→ **Given entries**
++++++++++

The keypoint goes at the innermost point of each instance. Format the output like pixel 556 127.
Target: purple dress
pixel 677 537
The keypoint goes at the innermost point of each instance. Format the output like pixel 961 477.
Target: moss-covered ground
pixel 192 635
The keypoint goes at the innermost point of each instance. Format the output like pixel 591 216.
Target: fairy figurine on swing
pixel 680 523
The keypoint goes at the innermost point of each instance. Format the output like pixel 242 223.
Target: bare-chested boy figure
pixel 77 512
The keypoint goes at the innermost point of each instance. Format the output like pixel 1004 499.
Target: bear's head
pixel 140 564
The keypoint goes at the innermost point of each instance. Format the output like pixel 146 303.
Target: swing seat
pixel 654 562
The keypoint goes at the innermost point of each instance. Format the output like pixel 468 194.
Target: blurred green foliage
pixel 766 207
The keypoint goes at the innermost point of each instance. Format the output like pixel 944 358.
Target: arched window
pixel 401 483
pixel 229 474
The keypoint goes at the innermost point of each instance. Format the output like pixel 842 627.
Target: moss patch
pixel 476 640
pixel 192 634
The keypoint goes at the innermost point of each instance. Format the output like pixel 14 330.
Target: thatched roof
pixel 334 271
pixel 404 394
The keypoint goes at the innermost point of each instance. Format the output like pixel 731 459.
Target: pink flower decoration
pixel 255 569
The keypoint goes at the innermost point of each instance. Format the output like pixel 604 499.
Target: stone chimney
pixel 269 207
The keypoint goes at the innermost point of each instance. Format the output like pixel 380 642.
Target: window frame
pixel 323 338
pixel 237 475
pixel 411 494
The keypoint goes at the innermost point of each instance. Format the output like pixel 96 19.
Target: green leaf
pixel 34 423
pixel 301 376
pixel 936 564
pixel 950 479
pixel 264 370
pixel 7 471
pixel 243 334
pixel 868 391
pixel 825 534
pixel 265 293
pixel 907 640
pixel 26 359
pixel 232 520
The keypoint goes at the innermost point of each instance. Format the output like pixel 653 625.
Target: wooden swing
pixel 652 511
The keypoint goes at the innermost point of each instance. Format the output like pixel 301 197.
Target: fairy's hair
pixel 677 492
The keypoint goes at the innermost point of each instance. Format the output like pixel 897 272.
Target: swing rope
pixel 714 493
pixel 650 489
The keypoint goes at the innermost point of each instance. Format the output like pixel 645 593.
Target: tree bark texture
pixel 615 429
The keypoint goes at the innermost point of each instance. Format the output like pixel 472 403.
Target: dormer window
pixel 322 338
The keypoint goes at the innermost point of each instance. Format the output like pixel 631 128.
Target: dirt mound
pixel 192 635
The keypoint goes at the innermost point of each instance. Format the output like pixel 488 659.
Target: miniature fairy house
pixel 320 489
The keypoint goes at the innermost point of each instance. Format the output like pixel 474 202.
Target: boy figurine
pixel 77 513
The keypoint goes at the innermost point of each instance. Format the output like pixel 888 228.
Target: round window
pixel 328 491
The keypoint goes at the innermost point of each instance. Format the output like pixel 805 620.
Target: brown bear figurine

++++++++++

→ **What this task involves**
Rename "keypoint" to "marker" throughout the rows above, and write all of the rows out again with everything else left as it is.

→ **Solved problem**
The marker goes at the innermost point of each instance. Format the output like pixel 556 127.
Target: purple dress
pixel 677 537
The marker goes at the innermost point of each instance. Format the output like pixel 961 477.
Target: moss-covered ground
pixel 192 635
The marker goes at the innermost point of each instance. Format the output like pixel 591 216.
Target: fairy figurine on swing
pixel 680 523
The marker goes at the innermost point of each instance. Format the output like pixel 242 223.
Target: bare-chested boy figure
pixel 77 512
The marker goes at the innermost point of each instance. Format the output like pixel 1004 499.
Target: bear's head
pixel 140 564
The marker goes at the innermost point of each instance. Format the output like pixel 146 303.
Target: swing seat
pixel 654 562
The marker goes at the innermost point of each instance. Format the output like pixel 468 194.
Target: blurred green foliage
pixel 766 207
The marker goes at the innermost point of each instance. Format the output like pixel 944 358.
Target: arched window
pixel 401 483
pixel 229 474
The marker goes at the innermost point of each instance. Format the output like pixel 842 627.
Target: moss patch
pixel 476 640
pixel 192 634
The marker goes at the innermost point of each instance. Format the output like pixel 14 330.
Target: thatched roof
pixel 334 271
pixel 404 394
The marker goes at the innermost point of each instance. Format the output like pixel 731 459.
Target: pink flower decoration
pixel 255 569
The marker goes at the innermost point of each instance. Format the output like pixel 604 499.
Target: stone chimney
pixel 269 207
The marker goes at the innermost point of each instance. Format the output like pixel 380 642.
Target: window frame
pixel 323 338
pixel 237 475
pixel 411 494
The marker goes at the innermost point of each instance. Format the output like pixel 96 19.
Target: green leaf
pixel 34 423
pixel 301 376
pixel 936 564
pixel 950 479
pixel 264 370
pixel 7 471
pixel 243 334
pixel 868 391
pixel 825 534
pixel 265 293
pixel 907 640
pixel 26 359
pixel 232 520
The marker goes at the innermost point of each instance. Format the output like pixel 653 625.
Target: wooden swing
pixel 652 511
The marker goes at the innermost point of each instance. Format the output like pixel 301 197.
Target: fairy's hair
pixel 677 492
The marker goes at the innermost point of each instance. Format the output like pixel 897 272.
Target: swing rope
pixel 714 493
pixel 650 489
The marker goes at the innermost point of each instance. Format the output like pixel 645 593.
Target: tree bark texture
pixel 615 429
The marker goes at the innermost point of each instance. Format the output like pixel 472 403.
Target: dormer window
pixel 322 338
The marker goes at the innermost point of each instance. Format the output like pixel 631 128.
Target: dirt mound
pixel 192 635
The marker goes at the innermost point of each instance. Format the output like pixel 488 659.
Target: miniature fairy house
pixel 320 489
The marker goes at the innermost point of each instance. Format the output like pixel 474 202.
Target: boy figurine
pixel 77 513
The marker goes at the innermost point of each instance. Format the output like pixel 888 228.
Target: round window
pixel 328 491
The marker goes at the innermost point of each instance. Format the output like pixel 805 620.
Target: brown bear figurine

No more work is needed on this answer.